◆ **Problem details**:
Write out the RabbitMQ bindings thread below word for word, from "Please see attached" up to and including "a few tries.".

◆ **Article**:

(Mnesia) RabbitMQ queue bindings can get into a broken state and never recover on their own #10888

Rmarian · 2024-03-30T11:45:56Z

Rmarian
Mar 30, 2024

Hi RabbitMQ Team,

I want to start a discussion about a problem we recently experienced with our RabbitMQ cluster.

Our setup

RabbitMQ version 3.11.19
Erlang 25.3.2.2
dockerized three node cluster with pause minority set

Description of issue

At some point the cluster entered into a partial partition from which it recovered automatically (we think it was just a transient network issue) however afterwards we discovered that many queue bindings to exchanges were left in a broken state i.e they appeared OK in the management DB and UI with active consumer but no messages were being routed to them by the exchange.

Worse still, RabbitMQ did not report anything via the prometheus interface that something was wrong.

The issue was resolved after we restarted the cluster nodes.

We are using exclusive server named queues which are re-declared on another node if their home node goes down. Since the two nodes that reported a partial partition have restarted, the broken bindings must have been the ones re-created after the cluster recovered from the partition.

Please see attached relevant server logs that capture the partition event.

We have since tried to reproduce the issue again and found out that it is actually quite easy to reproduce.

Simulating a couple of partial network partitions in the cluster (by way of IP table rules) we could get into the same situation after a few tries.

We think this is some sort of race condition (in Mnesia DB?) where if a queue binding is created just when the cluster data is reconciled from a partition, some internal state could get corrupted. At least this is our intuition.

I would kindly ask you for some help or feedback here because this issue is important for our project as we are operating in a safety critical environment where the messaging broker MUST always either recover automatically from disruptions or at the very least report that something is wrong. Currently we have neither of these.

Is this a know issue you are aware of? Or is it a limitation of the solution in partition recovery?

Log reference: logs.txt

lukebakken · 2024-03-31T22:12:03Z

lukebakken
Mar 31, 2024
Maintainer

We have since tried to reproduce the issue again and found out that it is actually quite easy to reproduce.

Great - what would help is is if you provided a docker compose project and a script that executes the exact commands necessary to reproduce the issue. Right now you're asking us to guess.

Provide a git repository I can clone, with instructions. Thanks.

I would kindly ask you for some help or feedback here because this issue is important for our project as we are operating in a safety critical environment where the messaging broker MUST always either recover automatically from disruptions or at the very least report that something is wrong.

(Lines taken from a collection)
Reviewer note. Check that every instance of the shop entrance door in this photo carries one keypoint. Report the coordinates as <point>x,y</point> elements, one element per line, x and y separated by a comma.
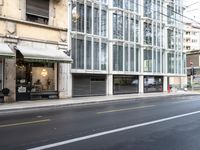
<point>23,83</point>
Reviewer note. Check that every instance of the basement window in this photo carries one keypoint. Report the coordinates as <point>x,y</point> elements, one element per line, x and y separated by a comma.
<point>37,11</point>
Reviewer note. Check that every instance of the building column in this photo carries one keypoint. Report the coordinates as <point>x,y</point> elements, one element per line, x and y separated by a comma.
<point>109,84</point>
<point>165,84</point>
<point>141,84</point>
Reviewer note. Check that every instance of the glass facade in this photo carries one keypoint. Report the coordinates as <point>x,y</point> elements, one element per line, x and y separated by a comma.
<point>89,36</point>
<point>153,84</point>
<point>128,37</point>
<point>1,74</point>
<point>125,84</point>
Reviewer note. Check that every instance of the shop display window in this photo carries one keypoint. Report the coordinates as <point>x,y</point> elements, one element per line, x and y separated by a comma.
<point>43,79</point>
<point>1,74</point>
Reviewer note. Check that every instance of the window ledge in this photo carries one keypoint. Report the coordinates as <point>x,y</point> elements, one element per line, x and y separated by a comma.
<point>33,24</point>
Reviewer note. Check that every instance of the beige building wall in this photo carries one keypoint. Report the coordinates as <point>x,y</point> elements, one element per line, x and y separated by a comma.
<point>14,30</point>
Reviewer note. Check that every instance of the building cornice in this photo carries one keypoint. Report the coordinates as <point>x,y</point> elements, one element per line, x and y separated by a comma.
<point>33,24</point>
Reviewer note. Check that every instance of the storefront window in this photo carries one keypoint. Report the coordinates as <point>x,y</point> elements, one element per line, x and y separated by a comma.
<point>153,84</point>
<point>43,78</point>
<point>125,84</point>
<point>35,80</point>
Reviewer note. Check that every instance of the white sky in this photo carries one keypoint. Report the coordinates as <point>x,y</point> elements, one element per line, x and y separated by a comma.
<point>193,9</point>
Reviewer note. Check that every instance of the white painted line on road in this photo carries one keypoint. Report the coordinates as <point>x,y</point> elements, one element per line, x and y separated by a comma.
<point>185,101</point>
<point>24,123</point>
<point>112,131</point>
<point>125,109</point>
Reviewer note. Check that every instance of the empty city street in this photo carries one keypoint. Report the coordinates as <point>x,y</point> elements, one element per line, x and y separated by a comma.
<point>160,123</point>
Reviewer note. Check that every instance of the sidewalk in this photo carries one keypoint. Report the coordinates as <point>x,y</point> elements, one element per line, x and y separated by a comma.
<point>81,100</point>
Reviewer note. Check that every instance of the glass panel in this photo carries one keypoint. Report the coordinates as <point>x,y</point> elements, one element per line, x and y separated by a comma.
<point>153,84</point>
<point>103,56</point>
<point>89,54</point>
<point>103,22</point>
<point>78,24</point>
<point>96,21</point>
<point>126,28</point>
<point>117,58</point>
<point>118,3</point>
<point>154,60</point>
<point>147,60</point>
<point>132,5</point>
<point>118,26</point>
<point>132,58</point>
<point>137,30</point>
<point>158,61</point>
<point>147,33</point>
<point>147,8</point>
<point>125,84</point>
<point>137,59</point>
<point>89,19</point>
<point>132,29</point>
<point>96,56</point>
<point>126,58</point>
<point>1,74</point>
<point>78,53</point>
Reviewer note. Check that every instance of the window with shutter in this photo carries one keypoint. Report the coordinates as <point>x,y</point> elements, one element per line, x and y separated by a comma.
<point>37,11</point>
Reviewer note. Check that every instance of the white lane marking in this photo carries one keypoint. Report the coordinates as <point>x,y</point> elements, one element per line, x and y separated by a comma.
<point>24,123</point>
<point>184,101</point>
<point>112,131</point>
<point>125,109</point>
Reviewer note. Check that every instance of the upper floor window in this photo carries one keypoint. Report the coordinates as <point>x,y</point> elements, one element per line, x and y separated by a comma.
<point>37,11</point>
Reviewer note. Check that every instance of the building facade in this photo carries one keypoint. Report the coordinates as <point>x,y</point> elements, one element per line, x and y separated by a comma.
<point>33,39</point>
<point>125,46</point>
<point>192,49</point>
<point>191,37</point>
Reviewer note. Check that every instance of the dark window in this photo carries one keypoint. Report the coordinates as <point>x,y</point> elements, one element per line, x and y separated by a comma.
<point>37,11</point>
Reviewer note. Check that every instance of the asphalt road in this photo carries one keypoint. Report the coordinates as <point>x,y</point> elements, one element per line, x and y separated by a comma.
<point>162,123</point>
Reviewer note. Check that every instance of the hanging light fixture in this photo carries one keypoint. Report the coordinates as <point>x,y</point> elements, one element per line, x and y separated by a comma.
<point>44,73</point>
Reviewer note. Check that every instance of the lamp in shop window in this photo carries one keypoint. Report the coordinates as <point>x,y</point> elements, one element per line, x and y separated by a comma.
<point>44,73</point>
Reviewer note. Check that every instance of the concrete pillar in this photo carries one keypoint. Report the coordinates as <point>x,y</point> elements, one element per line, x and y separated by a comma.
<point>165,84</point>
<point>141,84</point>
<point>9,79</point>
<point>109,84</point>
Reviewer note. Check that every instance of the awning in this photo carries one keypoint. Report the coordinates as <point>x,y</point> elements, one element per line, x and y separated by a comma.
<point>43,55</point>
<point>5,51</point>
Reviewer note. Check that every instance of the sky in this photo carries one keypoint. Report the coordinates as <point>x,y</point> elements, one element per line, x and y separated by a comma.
<point>192,10</point>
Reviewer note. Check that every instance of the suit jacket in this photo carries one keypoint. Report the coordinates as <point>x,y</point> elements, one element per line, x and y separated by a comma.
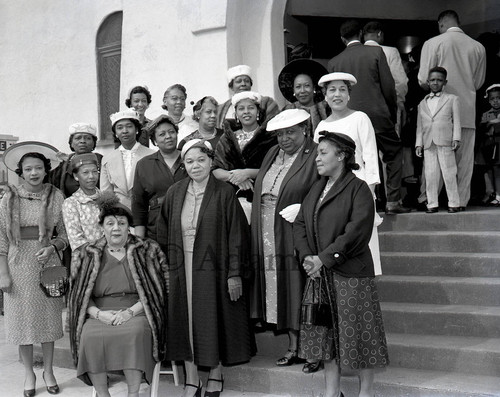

◆ **Final answer**:
Please see attached relevant server logs that capture the partition event.

We have since tried to reproduce the issue again and found out that it is actually quite easy to reproduce.

Simulating a couple of partial network partitions in the cluster (by way of IP table rules) we could get into the same situation after a few tries.